One of the other volunteers at the kibbutz came from Zimbabwe, but had Irish ancestors and an unfulfilled wish to visit the emerald isle. Being an hospitable Irish person I offered him an open invitation to come stay with me any time he wished. A month or so after I flew home he surprised me somewhat by phoning to say that he was taking me up on my offer.
His timing was perfect. I still lived with my parents at this time, but they had a holiday abroad planned meaning that I had use of my father’s car and did not need to abide by their rules. I borrowed a tent and spent ten days driving around Ireland with this boy, a most scandalous thing to do at the time. We had a fabulous trip and even managed to locate the graves of his long dead relatives. We asked around and found a few people who remembered the family; Ireland proved itself to be the welcoming place it purports to be. My parents were not so impressed when they returned home and discovered what I had been up to in their absence.
Having partaken of my generous hospitality my new found friend reciprocated, telling me that I would be most welcome in Harare any time I chose. I decided this was too good an opportunity to miss, bought a plane ticket, and spent the three week Christmas holiday travelling around Zimbabwe and South Africa with him.
We camped on the borders of Zambia and Mozambique, hitch hiked from city to city, took a lift with a trucker friend into the wilderness; but the most memorable trips were those made to the Zambezi River, and with his family to Victoria Falls. I was seeing wildlife that I knew only from zoos and television documentaries, in their natural habitat.

WHAT YOU SHOULD DO: Quote the account above of the road trip around Ireland and the return visit to Zimbabwe in full, word for word.

PROVIDED MATERIAL:
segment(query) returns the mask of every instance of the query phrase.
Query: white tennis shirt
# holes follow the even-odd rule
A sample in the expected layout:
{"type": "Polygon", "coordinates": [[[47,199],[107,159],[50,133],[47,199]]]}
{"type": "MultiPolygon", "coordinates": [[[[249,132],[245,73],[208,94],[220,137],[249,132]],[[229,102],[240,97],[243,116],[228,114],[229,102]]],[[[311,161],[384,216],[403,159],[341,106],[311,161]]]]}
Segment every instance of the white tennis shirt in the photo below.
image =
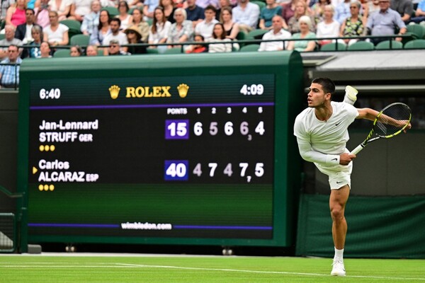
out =
{"type": "Polygon", "coordinates": [[[327,121],[316,117],[314,108],[305,109],[295,118],[294,134],[303,159],[321,166],[339,164],[339,155],[346,151],[349,139],[348,127],[358,115],[348,103],[331,101],[333,112],[327,121]]]}

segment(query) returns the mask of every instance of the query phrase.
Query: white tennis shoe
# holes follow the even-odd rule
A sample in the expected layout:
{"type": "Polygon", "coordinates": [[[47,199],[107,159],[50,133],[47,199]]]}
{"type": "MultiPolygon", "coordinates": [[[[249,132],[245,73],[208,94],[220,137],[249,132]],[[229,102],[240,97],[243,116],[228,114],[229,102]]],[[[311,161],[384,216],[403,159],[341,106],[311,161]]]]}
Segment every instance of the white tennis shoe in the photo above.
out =
{"type": "Polygon", "coordinates": [[[334,263],[332,263],[332,271],[331,275],[332,276],[345,276],[345,267],[344,266],[344,260],[342,259],[334,259],[334,263]]]}

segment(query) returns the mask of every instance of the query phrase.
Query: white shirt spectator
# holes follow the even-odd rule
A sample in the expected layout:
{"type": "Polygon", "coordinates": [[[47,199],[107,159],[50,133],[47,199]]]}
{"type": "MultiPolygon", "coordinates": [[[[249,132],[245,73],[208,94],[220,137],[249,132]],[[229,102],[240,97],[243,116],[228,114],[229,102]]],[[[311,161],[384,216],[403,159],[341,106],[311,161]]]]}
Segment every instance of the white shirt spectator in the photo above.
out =
{"type": "Polygon", "coordinates": [[[109,45],[109,42],[112,40],[118,40],[120,45],[128,44],[128,40],[127,40],[127,35],[121,31],[119,32],[116,35],[114,35],[112,33],[108,34],[105,37],[105,38],[103,38],[103,42],[102,44],[103,45],[109,45]]]}
{"type": "Polygon", "coordinates": [[[333,21],[331,23],[322,21],[317,24],[316,28],[316,36],[317,37],[337,37],[339,36],[339,23],[333,21]]]}
{"type": "MultiPolygon", "coordinates": [[[[268,33],[263,35],[263,40],[285,40],[290,38],[291,34],[290,32],[281,29],[278,33],[274,33],[274,30],[271,30],[268,33]]],[[[288,46],[288,41],[285,42],[285,47],[288,46]]],[[[259,51],[276,51],[283,50],[283,41],[271,41],[268,42],[261,42],[259,51]]]]}
{"type": "Polygon", "coordinates": [[[195,34],[201,35],[204,39],[207,40],[212,37],[212,30],[214,30],[214,25],[218,23],[216,19],[212,19],[210,23],[205,22],[205,20],[200,22],[195,28],[195,34]]]}
{"type": "Polygon", "coordinates": [[[69,29],[69,28],[63,23],[60,23],[57,29],[53,31],[50,29],[50,25],[49,25],[42,29],[42,33],[47,35],[49,42],[61,42],[64,40],[64,33],[68,31],[69,29]]]}
{"type": "Polygon", "coordinates": [[[232,9],[232,13],[234,22],[256,28],[260,16],[260,8],[257,4],[248,2],[244,10],[238,5],[232,9]]]}
{"type": "Polygon", "coordinates": [[[163,38],[167,38],[171,23],[168,21],[164,25],[157,23],[157,33],[152,33],[152,29],[149,29],[149,42],[152,43],[158,43],[163,38]]]}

PROBLEM SOLUTION:
One of the other volunteers at the kibbutz came from Zimbabwe, but had Irish ancestors and an unfulfilled wish to visit the emerald isle. Being an hospitable Irish person I offered him an open invitation to come stay with me any time he wished. A month or so after I flew home he surprised me somewhat by phoning to say that he was taking me up on my offer.
His timing was perfect. I still lived with my parents at this time, but they had a holiday abroad planned meaning that I had use of my father’s car and did not need to abide by their rules. I borrowed a tent and spent ten days driving around Ireland with this boy, a most scandalous thing to do at the time. We had a fabulous trip and even managed to locate the graves of his long dead relatives. We asked around and found a few people who remembered the family; Ireland proved itself to be the welcoming place it purports to be. My parents were not so impressed when they returned home and discovered what I had been up to in their absence.
Having partaken of my generous hospitality my new found friend reciprocated, telling me that I would be most welcome in Harare any time I chose. I decided this was too good an opportunity to miss, bought a plane ticket, and spent the three week Christmas holiday travelling around Zimbabwe and South Africa with him.
We camped on the borders of Zambia and Mozambique, hitch hiked from city to city, took a lift with a trucker friend into the wilderness; but the most memorable trips were those made to the Zambezi River, and with his family to Victoria Falls. I was seeing wildlife that I knew only from zoos and television documentaries, in their natural habitat.